◆ Exercise materials
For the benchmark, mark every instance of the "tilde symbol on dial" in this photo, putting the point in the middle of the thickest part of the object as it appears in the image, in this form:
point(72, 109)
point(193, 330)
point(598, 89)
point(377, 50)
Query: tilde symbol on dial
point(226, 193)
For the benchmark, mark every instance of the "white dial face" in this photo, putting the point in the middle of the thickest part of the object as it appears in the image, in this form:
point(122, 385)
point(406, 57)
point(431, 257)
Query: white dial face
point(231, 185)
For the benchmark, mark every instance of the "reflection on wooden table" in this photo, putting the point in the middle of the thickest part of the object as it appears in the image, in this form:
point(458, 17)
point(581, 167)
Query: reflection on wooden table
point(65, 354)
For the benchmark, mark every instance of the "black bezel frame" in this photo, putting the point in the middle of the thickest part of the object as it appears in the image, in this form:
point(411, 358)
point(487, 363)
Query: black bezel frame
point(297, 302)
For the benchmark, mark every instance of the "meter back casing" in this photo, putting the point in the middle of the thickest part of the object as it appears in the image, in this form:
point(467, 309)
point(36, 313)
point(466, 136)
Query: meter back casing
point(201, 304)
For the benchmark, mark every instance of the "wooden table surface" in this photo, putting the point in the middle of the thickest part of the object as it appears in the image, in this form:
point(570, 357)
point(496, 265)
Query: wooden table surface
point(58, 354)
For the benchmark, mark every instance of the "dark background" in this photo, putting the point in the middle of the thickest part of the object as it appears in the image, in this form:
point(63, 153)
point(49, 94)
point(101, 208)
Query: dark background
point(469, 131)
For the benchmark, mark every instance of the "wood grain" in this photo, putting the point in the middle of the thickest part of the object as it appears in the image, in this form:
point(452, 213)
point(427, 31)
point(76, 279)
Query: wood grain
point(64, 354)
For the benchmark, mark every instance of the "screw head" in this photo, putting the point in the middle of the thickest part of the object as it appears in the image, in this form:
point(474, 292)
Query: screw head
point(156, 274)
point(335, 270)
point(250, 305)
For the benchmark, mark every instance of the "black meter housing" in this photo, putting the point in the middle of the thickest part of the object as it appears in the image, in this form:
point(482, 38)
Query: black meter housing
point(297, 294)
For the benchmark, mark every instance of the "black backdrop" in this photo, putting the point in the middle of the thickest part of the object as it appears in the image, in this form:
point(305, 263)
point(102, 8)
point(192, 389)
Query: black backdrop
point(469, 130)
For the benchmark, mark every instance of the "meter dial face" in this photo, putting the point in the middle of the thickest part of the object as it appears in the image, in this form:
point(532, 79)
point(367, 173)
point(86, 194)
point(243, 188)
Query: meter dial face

◆ To do
Convert the listing above into a JSON list of strings, one string per line, leaving out any blank lines.

◆ Solution below
[
  "For the benchmark, mark every instance of the \"tilde symbol on dial\" in this photo, putting the point in the middle of the thickest part of the object as it appears in the image, in this form:",
  "point(72, 109)",
  "point(193, 330)",
  "point(598, 89)",
  "point(377, 50)",
  "Query: tilde symbol on dial",
  "point(226, 193)",
  "For the benchmark, mark every instance of the \"white dial face\" in this photo, putting the point in the middle of the thickest part of the object as it appears in the image, in this form:",
  "point(122, 385)",
  "point(406, 57)",
  "point(431, 257)",
  "Query: white dial face",
  "point(231, 185)",
  "For the benchmark, mark every instance of the \"reflection on wooden table\" in this photo, putting the point in the middle of the thickest part of the object as it appears in the image, in this form:",
  "point(458, 17)",
  "point(581, 167)",
  "Query: reflection on wooden table",
  "point(65, 354)",
  "For the benchmark, mark every instance of the \"black bezel frame\" in this photo, putting the point in the middle of the thickest part of the object as it appears in the image, in this form:",
  "point(411, 358)",
  "point(487, 363)",
  "Query: black bezel frame",
  "point(297, 302)",
  "For the benchmark, mark every instance of the \"meter back casing\" in this photo, putting the point in the middle of the thickest part of the object as it appears in the image, in this form:",
  "point(467, 309)",
  "point(36, 313)",
  "point(466, 136)",
  "Query: meter back casing",
  "point(201, 304)",
  "For the benchmark, mark every instance of the \"wooden table surface\" in this photo, putting the point in the middle of the thickest part of the object as it appears in the image, in this form:",
  "point(570, 357)",
  "point(496, 265)",
  "Query: wooden table surface",
  "point(58, 354)",
  "For the benchmark, mark every instance of the \"dark background\" in this photo, putting the point in the middle of the thickest part of the object as it appears in the image, in this form:",
  "point(63, 153)",
  "point(49, 94)",
  "point(101, 208)",
  "Query: dark background",
  "point(469, 131)",
  "For the benchmark, mark every instance of the \"wood grain\" in this photo, putting the point in the middle of the thickest part of the object as it appears in the image, in this form:",
  "point(452, 213)",
  "point(427, 31)",
  "point(76, 279)",
  "Query: wood grain",
  "point(64, 354)",
  "For the benchmark, mark every instance of the \"screw head\" in this photo, putting the point in the middle of the thickest part of the object as it appears in the image, in this form:",
  "point(474, 292)",
  "Query: screw head",
  "point(156, 274)",
  "point(335, 270)",
  "point(250, 305)",
  "For the benchmark, mark every instance of the \"black meter housing\" in this photo, putting the point in the middle of the thickest part of the object as it appears in the image, in this form:",
  "point(482, 38)",
  "Query: black meter housing",
  "point(297, 294)",
  "For the benchmark, mark every instance of the \"black backdrop\" in this photo, putting the point in the middle of the thickest part of the object as it appears in the image, in this form:",
  "point(305, 263)",
  "point(102, 8)",
  "point(192, 389)",
  "Query: black backdrop",
  "point(469, 130)",
  "For the benchmark, mark every instance of the \"meter dial face\" in this photo, putting the point in the middle of the thickest part of the object as it appears in the image, in this form:",
  "point(532, 79)",
  "point(367, 173)",
  "point(86, 194)",
  "point(243, 188)",
  "Query: meter dial face"
]